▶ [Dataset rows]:
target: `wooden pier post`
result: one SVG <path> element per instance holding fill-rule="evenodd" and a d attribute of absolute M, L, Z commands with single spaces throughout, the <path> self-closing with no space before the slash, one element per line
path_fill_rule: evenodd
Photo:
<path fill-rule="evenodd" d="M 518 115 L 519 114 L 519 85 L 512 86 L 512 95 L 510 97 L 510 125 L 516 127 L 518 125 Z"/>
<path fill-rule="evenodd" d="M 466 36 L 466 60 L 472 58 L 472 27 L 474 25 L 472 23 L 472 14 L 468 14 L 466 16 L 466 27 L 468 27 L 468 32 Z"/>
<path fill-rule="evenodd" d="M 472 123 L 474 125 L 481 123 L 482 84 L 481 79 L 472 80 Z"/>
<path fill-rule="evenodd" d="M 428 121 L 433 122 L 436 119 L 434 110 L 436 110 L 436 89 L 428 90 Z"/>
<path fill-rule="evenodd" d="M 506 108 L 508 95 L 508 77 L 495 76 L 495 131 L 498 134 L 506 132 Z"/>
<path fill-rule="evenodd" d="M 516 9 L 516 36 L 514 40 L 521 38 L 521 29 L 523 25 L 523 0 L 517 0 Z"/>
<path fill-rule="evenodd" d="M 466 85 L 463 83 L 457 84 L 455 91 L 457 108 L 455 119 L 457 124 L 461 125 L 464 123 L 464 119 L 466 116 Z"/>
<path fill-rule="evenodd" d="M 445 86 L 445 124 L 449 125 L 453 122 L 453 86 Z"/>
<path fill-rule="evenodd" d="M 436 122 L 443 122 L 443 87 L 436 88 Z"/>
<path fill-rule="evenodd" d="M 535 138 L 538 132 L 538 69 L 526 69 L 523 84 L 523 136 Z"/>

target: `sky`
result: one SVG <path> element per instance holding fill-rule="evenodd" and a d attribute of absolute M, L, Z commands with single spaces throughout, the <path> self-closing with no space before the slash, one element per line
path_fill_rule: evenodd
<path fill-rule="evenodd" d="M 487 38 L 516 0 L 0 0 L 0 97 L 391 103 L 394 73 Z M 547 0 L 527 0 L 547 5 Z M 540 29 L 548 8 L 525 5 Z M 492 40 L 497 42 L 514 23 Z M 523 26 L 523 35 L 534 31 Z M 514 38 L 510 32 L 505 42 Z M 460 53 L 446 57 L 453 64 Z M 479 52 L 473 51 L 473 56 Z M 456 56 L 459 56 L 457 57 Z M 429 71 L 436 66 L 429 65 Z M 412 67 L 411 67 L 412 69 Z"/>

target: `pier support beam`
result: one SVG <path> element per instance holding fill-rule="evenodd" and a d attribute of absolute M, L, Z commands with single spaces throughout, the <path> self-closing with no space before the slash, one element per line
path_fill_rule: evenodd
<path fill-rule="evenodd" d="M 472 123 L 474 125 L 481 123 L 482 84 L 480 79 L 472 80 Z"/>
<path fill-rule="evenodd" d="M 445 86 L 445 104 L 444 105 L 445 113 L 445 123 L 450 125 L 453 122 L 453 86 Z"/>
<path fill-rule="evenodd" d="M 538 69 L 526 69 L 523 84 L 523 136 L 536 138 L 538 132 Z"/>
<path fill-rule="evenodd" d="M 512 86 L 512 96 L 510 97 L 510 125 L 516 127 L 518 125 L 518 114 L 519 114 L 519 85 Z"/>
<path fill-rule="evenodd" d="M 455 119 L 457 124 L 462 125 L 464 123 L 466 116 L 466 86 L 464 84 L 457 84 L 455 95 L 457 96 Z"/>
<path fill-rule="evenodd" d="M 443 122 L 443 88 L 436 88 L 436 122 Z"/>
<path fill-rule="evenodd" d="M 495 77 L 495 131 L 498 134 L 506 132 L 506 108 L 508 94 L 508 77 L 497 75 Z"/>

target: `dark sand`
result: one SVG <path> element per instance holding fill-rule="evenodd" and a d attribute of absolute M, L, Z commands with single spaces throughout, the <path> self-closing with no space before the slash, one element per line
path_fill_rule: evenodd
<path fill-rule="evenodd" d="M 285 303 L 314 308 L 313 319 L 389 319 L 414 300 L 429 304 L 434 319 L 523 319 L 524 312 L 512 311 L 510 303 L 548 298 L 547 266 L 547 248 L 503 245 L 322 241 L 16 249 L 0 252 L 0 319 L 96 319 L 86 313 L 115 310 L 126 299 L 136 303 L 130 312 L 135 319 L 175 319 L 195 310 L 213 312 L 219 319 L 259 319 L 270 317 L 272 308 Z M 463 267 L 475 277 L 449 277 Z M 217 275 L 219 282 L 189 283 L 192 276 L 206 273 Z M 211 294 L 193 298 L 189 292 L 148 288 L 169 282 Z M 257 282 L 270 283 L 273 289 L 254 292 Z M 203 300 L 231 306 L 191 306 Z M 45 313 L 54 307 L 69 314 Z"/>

▶ [What is required]: List each line in the entries above that contains the string "target".

▶ [Result of the task]:
target: `wooden pier post`
target: `sky`
target: `pier support beam`
target: `dark sand`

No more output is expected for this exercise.